TASK GOAL
Reproduce the entire listing below line by line, leaving every character unchanged.

########################################

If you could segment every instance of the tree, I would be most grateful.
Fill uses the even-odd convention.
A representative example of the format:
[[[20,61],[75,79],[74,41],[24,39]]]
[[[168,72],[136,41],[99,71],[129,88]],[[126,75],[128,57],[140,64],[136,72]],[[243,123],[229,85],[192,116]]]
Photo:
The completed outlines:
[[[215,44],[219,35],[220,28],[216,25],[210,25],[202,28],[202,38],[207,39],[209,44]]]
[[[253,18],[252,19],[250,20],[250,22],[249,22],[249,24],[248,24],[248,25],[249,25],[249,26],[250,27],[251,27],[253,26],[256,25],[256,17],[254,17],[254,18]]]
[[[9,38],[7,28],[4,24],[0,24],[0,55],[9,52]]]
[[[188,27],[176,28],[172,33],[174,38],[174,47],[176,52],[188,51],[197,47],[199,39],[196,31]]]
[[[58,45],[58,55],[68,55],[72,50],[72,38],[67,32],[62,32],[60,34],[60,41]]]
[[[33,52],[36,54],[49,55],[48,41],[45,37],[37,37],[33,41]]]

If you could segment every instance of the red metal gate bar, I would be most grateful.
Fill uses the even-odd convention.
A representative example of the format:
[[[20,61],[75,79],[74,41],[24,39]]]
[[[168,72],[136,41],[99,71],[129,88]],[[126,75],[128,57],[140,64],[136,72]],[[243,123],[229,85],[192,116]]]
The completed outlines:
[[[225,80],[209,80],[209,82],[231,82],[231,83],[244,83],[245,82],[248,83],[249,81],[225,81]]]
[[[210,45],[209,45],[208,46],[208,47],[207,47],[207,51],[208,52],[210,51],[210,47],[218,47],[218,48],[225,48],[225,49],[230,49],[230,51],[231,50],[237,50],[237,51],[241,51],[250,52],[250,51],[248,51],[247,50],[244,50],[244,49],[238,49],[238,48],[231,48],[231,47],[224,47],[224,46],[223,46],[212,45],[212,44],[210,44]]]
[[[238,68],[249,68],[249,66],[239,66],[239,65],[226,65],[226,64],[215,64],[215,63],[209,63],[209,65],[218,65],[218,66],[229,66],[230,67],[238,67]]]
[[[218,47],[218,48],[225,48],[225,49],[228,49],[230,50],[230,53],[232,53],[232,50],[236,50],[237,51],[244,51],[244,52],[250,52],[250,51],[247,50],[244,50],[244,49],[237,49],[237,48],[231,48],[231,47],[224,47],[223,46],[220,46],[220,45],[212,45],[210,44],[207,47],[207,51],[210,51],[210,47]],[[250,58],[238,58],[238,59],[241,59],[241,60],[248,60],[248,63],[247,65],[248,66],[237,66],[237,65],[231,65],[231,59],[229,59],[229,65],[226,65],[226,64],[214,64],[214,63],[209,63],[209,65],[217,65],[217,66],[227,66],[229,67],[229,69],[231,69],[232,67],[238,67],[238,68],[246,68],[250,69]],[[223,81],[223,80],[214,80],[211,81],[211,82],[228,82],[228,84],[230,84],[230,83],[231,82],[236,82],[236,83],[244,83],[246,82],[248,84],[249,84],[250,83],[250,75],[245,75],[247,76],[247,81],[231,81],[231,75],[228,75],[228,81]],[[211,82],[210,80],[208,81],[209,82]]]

########################################

EXERCISE ANSWER
If you could segment every instance of the tree, I would be most grateful.
Fill uses the even-odd convention.
A representative example of the format:
[[[20,61],[75,79],[74,41],[24,39]]]
[[[168,72],[136,41],[99,71],[129,88]],[[126,75],[128,57],[140,64],[136,72]],[[243,123],[229,85],[192,116]]]
Photo:
The completed outlines:
[[[215,44],[219,35],[220,28],[216,25],[210,25],[202,28],[202,38],[207,39],[209,44]]]
[[[253,18],[252,19],[250,20],[250,22],[249,22],[249,24],[248,24],[248,25],[249,25],[249,26],[250,27],[251,27],[253,26],[256,25],[256,17],[254,17],[254,18]]]
[[[9,38],[7,28],[4,24],[0,24],[0,55],[9,52]]]
[[[188,27],[176,28],[172,33],[174,38],[174,47],[176,52],[188,51],[197,47],[199,39],[196,31]]]
[[[58,45],[58,55],[68,55],[72,50],[72,38],[67,32],[62,32],[60,34],[60,41]]]
[[[33,52],[36,54],[49,55],[48,41],[45,37],[37,37],[33,41]]]

If you could segment every instance of the red metal gate bar, I would be most grateful.
Fill uses the even-odd convention.
A representative example of the format:
[[[20,61],[75,79],[74,41],[24,39]]]
[[[168,72],[136,41],[99,71],[129,88]],[[126,75],[128,57],[140,64],[136,72]],[[243,123],[229,85],[192,116]]]
The completed outlines:
[[[225,80],[209,80],[209,82],[231,82],[231,83],[244,83],[245,82],[248,83],[249,81],[225,81]]]
[[[210,45],[209,45],[208,46],[208,47],[207,47],[207,51],[208,52],[210,51],[210,47],[218,47],[218,48],[225,48],[225,49],[230,49],[230,51],[231,50],[237,50],[237,51],[241,51],[250,52],[250,51],[248,51],[247,50],[244,50],[244,49],[238,49],[238,48],[231,48],[231,47],[224,47],[224,46],[223,46],[212,45],[212,44],[210,44]]]
[[[238,68],[249,68],[249,66],[239,66],[239,65],[226,65],[226,64],[215,64],[215,63],[209,63],[209,65],[218,65],[218,66],[229,66],[230,67],[238,67]]]
[[[218,47],[218,48],[225,48],[225,49],[228,49],[230,50],[230,53],[232,53],[232,50],[236,50],[237,51],[244,51],[244,52],[250,52],[250,51],[247,50],[244,50],[244,49],[237,49],[237,48],[231,48],[231,47],[224,47],[223,46],[220,46],[220,45],[212,45],[210,44],[207,47],[207,51],[210,51],[210,47]],[[250,58],[238,58],[238,59],[241,59],[241,60],[248,60],[248,63],[247,65],[248,66],[237,66],[237,65],[231,65],[231,59],[229,59],[229,65],[226,65],[226,64],[214,64],[214,63],[209,63],[209,65],[217,65],[217,66],[227,66],[229,67],[229,69],[231,69],[232,67],[238,67],[238,68],[246,68],[250,69]],[[223,81],[223,80],[214,80],[211,81],[211,82],[228,82],[228,84],[230,84],[230,83],[231,82],[236,82],[236,83],[244,83],[246,82],[248,84],[249,84],[250,83],[250,75],[245,75],[247,76],[247,81],[231,81],[231,75],[228,75],[228,81]],[[211,82],[210,80],[208,81],[209,82]]]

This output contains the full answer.